▸ **SELECTED PASSAGE**
## Begin

Friday, February 26, 2010

Motherhood Explained

I will jump right in and start with describing a normal day as a Stay At Home Mommy (SAHM).
I will start with bedtime because it makes more sense that way.

Around 7-7:45pm I give Gage his last bottle of the evening and can usually successfully put him down to sleep. This is after 2 hours of general fussiness if he decided that an afternoon nap didn't interest him that day.

We eat dinner, which is rarely anything fancy these days, and Curtis gets the short end of the stick sometimes. We've gotten into a routine where we trade off entertaining Grumpy while we tag team cooking dinner. And by cooking, it could mean I start cooking hamburger meat for some pre-boxed dinner, and Curtis tends to it while it finishes browning, and we mix in whatever pasta or sauce or flavor packet he picked out. Or it could be my dear friend, Stouffer's and one of their many lovely frozen family meals - lasagna, sesame chicken, etc. Occasionally Curtis votes to order some take out and goes and picks up dinner.
Lately, Gage has been waking up around 10pm and being a little fussy, so I put him in bed next to me to get him to go back to sleep.
Between 4am-6am: Gage wakes up to have breakfast. The two hour time frame depends on when he went to bed the night before. He will usually go back to sleep til 7:30 or so.

7:30am-8:15am: Gage is ready to start his day. He is in a great mood, and we play and giggle til he starts getting annoyed by me.

## End

▸ **REQUIREMENT**
Using the motherhood post, answer these:
1. Around what time does Gage get his last bottle of the evening?
2. Which brand of frozen family meals does the writer call "my dear friend"?
3. After waking between 4am and 6am for breakfast, until about what time does Gage usually go back to sleep?
Rely solely on the motherhood post.

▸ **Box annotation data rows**
## Begin

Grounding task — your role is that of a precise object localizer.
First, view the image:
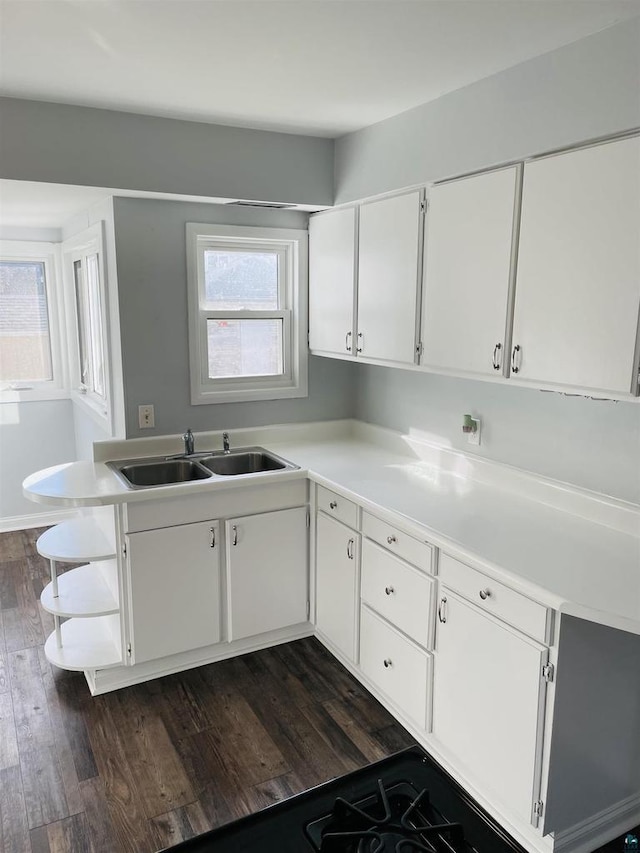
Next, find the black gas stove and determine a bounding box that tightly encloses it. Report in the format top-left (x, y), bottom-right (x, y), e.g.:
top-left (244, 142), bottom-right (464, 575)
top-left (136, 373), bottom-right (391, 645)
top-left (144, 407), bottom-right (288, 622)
top-left (162, 747), bottom-right (526, 853)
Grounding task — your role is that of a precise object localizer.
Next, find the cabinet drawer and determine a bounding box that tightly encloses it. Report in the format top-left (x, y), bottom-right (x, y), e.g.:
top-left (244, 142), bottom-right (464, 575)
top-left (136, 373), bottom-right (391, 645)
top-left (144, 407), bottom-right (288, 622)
top-left (362, 512), bottom-right (433, 572)
top-left (438, 553), bottom-right (549, 643)
top-left (361, 539), bottom-right (435, 648)
top-left (360, 605), bottom-right (433, 731)
top-left (317, 486), bottom-right (358, 528)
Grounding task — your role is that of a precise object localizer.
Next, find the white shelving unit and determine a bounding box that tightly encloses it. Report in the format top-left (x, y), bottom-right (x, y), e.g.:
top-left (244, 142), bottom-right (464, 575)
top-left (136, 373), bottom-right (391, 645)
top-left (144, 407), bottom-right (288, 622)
top-left (36, 517), bottom-right (122, 670)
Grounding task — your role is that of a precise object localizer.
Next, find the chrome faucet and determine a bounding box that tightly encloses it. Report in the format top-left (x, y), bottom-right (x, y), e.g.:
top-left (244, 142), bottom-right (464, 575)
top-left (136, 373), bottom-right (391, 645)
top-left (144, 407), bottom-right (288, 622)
top-left (182, 429), bottom-right (195, 456)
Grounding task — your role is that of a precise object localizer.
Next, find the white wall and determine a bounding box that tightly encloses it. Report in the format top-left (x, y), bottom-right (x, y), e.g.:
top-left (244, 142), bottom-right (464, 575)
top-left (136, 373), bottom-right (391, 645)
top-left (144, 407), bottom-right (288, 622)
top-left (0, 400), bottom-right (76, 530)
top-left (114, 192), bottom-right (353, 438)
top-left (0, 98), bottom-right (333, 205)
top-left (335, 18), bottom-right (640, 204)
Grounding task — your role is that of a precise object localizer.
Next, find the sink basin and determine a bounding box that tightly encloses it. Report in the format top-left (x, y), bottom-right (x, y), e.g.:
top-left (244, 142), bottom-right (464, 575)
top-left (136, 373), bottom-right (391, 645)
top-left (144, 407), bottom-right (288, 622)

## End

▸ **SOLVED PROBLEM**
1. Around 7–7:45pm.
2. Stouffer's.
3. Until 7:30 or so.